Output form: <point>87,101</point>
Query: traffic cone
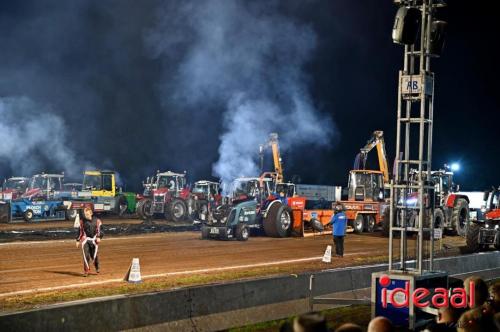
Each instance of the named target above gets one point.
<point>134,272</point>
<point>327,257</point>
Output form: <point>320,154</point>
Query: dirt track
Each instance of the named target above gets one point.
<point>38,266</point>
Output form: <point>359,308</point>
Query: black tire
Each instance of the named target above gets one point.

◇ ◇ ◇ ◇ ◇

=== INSTRUCTIONS FOR THE TASK ===
Find and copy each line above holding "form".

=== ANSWER BOX ===
Output form: <point>87,101</point>
Output form: <point>320,154</point>
Output form: <point>359,308</point>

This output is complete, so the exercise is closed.